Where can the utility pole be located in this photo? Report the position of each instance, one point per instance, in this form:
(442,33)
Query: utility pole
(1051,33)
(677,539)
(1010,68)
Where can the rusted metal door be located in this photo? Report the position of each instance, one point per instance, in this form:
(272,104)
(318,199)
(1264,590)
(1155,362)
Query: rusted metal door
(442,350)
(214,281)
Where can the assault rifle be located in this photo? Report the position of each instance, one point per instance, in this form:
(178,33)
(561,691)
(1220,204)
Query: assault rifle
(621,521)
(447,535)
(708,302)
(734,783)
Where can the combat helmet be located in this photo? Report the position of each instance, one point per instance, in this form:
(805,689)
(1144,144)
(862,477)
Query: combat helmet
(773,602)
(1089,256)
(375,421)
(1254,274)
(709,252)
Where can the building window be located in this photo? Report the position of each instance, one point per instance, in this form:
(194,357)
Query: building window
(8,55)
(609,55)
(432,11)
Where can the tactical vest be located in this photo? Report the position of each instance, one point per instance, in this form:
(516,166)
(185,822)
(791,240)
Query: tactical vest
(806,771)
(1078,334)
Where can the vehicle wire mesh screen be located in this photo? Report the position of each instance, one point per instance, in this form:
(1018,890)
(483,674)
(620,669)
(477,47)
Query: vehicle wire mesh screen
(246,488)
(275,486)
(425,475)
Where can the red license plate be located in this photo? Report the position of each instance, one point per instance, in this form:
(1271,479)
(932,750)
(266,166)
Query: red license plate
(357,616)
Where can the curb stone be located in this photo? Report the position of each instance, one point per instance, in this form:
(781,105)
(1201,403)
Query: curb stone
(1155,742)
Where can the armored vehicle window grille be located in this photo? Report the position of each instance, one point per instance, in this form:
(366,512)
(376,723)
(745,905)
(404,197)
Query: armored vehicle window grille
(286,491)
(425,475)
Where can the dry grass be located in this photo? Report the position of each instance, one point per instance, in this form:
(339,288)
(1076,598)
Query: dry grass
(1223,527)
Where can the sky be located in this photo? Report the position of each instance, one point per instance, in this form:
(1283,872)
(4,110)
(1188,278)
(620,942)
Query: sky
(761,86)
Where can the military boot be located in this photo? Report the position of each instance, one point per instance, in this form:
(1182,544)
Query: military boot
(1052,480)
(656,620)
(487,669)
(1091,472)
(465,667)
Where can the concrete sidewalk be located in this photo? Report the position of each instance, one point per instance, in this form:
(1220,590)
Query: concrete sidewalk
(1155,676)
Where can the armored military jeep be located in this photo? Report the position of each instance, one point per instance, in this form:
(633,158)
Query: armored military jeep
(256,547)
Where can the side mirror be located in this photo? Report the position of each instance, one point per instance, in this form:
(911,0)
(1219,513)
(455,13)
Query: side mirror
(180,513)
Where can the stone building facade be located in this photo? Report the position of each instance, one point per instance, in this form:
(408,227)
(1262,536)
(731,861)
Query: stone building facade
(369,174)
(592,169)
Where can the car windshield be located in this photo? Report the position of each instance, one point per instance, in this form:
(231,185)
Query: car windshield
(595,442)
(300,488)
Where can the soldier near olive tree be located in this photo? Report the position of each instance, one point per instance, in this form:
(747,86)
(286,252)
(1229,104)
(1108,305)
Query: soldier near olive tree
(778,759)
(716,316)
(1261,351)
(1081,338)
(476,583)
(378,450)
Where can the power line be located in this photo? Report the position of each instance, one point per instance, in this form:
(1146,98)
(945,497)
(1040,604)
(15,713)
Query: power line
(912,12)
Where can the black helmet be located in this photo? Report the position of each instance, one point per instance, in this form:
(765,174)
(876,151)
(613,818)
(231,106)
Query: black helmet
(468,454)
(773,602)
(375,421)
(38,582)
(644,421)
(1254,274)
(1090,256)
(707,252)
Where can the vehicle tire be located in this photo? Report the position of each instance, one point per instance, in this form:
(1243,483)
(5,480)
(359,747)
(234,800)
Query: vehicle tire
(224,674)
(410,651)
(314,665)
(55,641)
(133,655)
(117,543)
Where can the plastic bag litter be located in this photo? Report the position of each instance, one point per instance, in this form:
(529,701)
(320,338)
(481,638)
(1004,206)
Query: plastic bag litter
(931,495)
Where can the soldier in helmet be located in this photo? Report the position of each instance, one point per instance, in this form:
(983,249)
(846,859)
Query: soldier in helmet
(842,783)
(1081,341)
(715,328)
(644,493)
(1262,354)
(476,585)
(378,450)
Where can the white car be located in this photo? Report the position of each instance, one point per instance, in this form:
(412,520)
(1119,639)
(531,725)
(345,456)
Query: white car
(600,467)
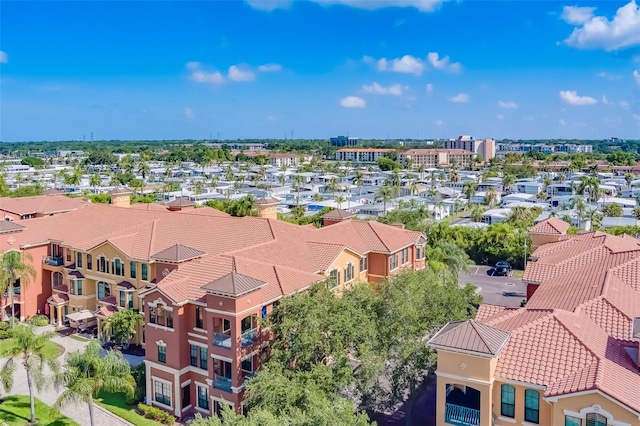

****************

■ **EXERCISE GOAL**: Copy out, unchanged, the part of the material that begins with the line containing "Where can the plastic" and runs through the end of the material, including both ends. Leave out any pictures.

■ **THE OUTPUT**:
Where can the plastic bag litter be located in this photo? Report the position of each instance, one point per instance, in this form:
(529,701)
(320,338)
(481,638)
(1004,206)
Query: plastic bag litter
(931,495)
Where can the soldier in helmet be located in this photo? Report the position of each instance, one point per instance, in this form:
(983,249)
(846,859)
Query: soldier in helmet
(842,783)
(1081,341)
(715,328)
(644,493)
(1262,354)
(476,585)
(378,450)
Where can the white car be located in this photo? Report the position of each instance, one point per instance, in this form:
(412,520)
(1119,639)
(531,725)
(345,456)
Query: white car
(600,467)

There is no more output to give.